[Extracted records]
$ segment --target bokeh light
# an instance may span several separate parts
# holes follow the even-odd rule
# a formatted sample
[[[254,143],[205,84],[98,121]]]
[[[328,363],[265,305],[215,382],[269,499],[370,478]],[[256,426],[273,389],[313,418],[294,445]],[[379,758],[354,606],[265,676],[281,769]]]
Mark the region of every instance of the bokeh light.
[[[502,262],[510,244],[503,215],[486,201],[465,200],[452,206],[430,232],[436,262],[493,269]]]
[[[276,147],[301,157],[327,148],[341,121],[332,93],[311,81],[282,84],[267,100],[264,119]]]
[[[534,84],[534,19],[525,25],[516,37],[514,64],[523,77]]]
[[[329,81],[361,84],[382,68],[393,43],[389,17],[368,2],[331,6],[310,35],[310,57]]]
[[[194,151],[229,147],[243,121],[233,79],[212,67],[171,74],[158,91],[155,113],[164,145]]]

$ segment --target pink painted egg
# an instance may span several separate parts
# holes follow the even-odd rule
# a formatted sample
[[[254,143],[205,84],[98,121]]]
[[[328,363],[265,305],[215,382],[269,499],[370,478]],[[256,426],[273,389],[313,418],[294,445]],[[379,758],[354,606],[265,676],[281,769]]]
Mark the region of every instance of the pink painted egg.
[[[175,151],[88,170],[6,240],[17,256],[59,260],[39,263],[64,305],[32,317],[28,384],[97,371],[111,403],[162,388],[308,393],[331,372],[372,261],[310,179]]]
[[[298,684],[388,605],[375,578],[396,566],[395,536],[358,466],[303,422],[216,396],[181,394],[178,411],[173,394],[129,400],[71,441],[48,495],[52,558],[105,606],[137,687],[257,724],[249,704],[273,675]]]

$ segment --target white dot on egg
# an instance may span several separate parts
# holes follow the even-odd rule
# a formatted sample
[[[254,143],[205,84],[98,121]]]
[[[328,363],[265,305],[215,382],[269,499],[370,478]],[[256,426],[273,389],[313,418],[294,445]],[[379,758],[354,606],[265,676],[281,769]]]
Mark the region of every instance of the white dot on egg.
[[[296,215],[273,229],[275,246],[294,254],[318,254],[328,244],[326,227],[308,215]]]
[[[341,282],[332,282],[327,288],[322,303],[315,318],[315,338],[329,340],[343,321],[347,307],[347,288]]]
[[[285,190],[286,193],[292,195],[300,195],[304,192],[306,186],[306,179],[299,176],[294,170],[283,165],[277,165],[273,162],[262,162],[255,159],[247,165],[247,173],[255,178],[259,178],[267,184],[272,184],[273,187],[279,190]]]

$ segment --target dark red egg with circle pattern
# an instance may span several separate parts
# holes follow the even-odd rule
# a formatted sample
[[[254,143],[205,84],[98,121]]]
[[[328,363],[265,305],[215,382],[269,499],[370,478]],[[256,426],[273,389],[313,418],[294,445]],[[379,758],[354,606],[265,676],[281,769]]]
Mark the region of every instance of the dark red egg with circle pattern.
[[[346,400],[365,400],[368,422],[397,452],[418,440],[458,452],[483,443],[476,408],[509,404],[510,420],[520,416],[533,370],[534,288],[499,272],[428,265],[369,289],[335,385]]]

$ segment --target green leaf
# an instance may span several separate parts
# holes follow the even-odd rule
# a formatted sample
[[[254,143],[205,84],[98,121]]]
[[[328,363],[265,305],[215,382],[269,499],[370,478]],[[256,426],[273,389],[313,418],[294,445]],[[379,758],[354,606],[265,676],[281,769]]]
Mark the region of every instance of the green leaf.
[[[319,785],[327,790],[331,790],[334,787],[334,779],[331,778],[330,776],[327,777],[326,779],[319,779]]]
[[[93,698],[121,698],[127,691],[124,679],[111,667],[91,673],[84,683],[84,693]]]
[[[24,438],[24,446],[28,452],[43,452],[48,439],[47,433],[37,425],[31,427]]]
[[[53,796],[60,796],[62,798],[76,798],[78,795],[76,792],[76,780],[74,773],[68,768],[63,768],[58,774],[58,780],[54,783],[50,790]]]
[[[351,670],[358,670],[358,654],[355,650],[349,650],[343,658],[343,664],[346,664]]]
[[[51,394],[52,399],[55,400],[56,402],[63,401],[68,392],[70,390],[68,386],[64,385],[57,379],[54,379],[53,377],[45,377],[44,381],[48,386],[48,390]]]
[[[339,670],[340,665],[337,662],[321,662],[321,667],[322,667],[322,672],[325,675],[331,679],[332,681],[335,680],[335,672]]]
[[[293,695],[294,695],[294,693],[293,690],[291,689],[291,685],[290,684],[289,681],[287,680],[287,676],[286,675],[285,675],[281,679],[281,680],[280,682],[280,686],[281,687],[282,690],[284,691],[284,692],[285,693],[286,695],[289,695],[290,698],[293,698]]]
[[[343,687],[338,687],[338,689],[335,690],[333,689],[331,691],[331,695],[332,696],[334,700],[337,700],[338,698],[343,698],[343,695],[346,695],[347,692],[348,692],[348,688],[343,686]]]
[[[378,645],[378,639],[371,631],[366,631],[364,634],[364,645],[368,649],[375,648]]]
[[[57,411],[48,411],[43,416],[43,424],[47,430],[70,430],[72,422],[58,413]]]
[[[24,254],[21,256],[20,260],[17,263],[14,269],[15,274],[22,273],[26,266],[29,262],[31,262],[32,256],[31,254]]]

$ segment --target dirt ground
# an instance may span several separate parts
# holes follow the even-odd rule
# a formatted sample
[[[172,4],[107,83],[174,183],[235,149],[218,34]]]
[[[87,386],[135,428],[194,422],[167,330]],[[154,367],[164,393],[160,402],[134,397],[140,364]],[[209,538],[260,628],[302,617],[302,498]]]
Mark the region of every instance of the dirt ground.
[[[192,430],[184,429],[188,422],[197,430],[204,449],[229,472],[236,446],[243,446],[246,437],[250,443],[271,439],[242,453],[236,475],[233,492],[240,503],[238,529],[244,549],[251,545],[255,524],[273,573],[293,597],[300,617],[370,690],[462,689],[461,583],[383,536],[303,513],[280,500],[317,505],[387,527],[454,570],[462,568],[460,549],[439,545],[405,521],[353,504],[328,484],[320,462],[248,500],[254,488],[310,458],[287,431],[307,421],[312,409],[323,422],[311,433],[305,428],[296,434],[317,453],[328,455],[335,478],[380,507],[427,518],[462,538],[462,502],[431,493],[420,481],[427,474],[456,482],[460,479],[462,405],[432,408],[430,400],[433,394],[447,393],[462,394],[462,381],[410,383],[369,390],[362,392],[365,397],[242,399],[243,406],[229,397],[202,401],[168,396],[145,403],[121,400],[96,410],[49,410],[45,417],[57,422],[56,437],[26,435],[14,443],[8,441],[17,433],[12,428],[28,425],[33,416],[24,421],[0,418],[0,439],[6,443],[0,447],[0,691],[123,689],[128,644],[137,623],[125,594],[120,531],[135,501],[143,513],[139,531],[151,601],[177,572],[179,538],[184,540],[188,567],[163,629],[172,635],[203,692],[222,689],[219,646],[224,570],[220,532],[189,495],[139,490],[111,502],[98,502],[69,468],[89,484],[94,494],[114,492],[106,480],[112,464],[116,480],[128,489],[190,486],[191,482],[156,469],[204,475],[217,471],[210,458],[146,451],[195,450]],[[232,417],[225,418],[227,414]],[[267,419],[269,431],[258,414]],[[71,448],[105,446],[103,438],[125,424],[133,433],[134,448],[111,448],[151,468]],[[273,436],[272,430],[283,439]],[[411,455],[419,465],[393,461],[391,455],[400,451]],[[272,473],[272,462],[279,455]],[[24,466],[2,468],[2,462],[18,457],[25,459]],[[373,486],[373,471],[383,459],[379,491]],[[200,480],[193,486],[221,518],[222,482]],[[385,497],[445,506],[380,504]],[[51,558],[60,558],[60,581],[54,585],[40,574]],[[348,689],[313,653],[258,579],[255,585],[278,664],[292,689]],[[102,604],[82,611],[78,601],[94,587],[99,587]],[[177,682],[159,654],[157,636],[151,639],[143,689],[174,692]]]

» STATED GOAL
Please copy the lines of the records above without any change, from the line with "--target pink painted egg" up to and including the line with "Mark the region of every instance of the pink".

» RESULT FOR THIS EXERCISE
$ segment --target pink painted egg
# an instance may span several separate parts
# holes follow the even-odd rule
# a formatted sample
[[[254,143],[205,84],[98,121]]]
[[[328,363],[265,305],[215,382],[269,499],[370,478]],[[256,426],[273,389],[313,418],[294,445]],[[379,758],[354,606],[265,676],[281,769]]]
Mark the region of every instance of the pink painted egg.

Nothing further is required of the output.